What lines of the listing include the string "snow"? Show them all.

===============

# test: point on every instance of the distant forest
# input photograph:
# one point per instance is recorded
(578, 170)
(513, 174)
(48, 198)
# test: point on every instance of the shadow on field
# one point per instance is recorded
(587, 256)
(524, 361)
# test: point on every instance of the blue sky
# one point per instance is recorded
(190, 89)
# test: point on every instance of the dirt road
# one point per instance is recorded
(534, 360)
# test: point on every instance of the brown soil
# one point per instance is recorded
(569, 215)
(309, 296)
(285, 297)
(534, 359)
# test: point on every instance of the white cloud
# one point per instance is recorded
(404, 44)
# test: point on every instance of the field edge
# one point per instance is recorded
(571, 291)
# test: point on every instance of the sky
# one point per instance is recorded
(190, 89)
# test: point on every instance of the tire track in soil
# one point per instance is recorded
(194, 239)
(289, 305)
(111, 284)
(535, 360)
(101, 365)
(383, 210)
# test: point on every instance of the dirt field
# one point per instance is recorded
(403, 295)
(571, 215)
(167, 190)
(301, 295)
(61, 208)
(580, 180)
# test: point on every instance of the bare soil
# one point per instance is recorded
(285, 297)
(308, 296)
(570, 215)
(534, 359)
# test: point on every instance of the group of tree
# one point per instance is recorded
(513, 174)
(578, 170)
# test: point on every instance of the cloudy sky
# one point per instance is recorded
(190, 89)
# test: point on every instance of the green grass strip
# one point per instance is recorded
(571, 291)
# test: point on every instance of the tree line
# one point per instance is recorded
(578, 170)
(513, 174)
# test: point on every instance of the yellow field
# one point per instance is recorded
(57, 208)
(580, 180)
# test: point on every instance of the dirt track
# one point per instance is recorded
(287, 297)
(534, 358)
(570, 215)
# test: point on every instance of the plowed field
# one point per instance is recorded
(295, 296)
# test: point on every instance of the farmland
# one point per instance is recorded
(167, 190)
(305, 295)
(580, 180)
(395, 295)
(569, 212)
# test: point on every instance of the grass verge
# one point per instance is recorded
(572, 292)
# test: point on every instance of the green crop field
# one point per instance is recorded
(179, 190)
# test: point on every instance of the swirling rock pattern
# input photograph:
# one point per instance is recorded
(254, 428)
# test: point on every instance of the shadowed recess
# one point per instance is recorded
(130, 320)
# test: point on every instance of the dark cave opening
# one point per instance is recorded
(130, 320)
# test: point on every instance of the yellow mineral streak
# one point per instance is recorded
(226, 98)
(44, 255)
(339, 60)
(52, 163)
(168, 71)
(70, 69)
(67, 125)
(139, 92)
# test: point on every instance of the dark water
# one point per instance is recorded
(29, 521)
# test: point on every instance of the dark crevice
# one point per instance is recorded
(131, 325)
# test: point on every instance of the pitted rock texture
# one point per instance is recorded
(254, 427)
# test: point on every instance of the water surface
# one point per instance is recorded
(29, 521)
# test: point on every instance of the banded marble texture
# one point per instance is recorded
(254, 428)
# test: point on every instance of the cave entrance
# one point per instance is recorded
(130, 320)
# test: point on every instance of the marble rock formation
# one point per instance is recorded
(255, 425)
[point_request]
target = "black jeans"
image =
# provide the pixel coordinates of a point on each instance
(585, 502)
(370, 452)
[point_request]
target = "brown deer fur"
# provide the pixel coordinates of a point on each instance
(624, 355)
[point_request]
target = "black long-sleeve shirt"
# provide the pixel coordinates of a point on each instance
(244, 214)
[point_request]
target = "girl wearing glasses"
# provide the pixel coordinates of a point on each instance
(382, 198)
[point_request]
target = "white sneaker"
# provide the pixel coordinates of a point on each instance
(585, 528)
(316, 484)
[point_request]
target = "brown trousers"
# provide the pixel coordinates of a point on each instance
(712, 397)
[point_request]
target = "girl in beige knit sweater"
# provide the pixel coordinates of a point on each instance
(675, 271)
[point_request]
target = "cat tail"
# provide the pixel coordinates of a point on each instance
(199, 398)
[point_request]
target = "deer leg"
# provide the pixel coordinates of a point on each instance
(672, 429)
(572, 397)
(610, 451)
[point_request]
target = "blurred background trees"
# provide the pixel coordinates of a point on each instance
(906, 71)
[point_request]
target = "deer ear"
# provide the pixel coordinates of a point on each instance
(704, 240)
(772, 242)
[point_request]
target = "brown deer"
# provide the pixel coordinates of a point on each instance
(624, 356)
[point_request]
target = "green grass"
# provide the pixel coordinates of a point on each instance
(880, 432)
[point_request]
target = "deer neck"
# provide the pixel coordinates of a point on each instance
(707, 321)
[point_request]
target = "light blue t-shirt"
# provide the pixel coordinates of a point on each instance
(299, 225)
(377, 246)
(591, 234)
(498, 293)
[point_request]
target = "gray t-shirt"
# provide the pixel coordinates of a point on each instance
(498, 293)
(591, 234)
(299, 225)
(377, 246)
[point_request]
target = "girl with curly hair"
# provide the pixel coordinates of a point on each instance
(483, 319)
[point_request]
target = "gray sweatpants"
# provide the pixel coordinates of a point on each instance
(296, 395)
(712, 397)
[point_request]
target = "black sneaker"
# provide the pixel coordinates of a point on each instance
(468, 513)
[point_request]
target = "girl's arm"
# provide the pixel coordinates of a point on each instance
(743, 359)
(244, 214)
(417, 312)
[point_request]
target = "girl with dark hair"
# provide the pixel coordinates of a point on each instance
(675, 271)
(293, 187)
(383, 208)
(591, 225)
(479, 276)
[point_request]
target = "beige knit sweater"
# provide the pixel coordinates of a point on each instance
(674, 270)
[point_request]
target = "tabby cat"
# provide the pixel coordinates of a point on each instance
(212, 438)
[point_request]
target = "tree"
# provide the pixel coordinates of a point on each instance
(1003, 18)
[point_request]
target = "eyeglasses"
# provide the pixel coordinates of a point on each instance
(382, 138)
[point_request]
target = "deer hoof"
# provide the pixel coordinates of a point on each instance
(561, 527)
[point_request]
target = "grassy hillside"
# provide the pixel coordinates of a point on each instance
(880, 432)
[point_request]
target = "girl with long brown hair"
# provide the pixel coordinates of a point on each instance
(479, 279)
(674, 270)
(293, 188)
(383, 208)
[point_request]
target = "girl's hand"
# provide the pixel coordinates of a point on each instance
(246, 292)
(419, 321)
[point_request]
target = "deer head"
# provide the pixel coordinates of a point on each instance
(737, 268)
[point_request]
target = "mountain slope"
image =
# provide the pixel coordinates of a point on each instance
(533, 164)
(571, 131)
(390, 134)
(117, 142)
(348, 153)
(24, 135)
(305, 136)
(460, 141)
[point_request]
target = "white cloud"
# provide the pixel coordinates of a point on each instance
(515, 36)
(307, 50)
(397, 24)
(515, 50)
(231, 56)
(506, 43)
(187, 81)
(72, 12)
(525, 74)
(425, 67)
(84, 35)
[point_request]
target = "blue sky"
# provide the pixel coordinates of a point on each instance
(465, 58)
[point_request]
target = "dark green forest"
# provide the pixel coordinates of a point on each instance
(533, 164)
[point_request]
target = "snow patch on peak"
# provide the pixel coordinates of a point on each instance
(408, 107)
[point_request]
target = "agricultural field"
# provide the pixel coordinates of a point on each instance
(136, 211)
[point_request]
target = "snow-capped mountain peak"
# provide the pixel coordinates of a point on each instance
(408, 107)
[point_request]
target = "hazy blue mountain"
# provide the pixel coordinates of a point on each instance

===============

» ANSWER TO THIS TASK
target = "snow patch on peak"
target = "snow-capped mountain peak"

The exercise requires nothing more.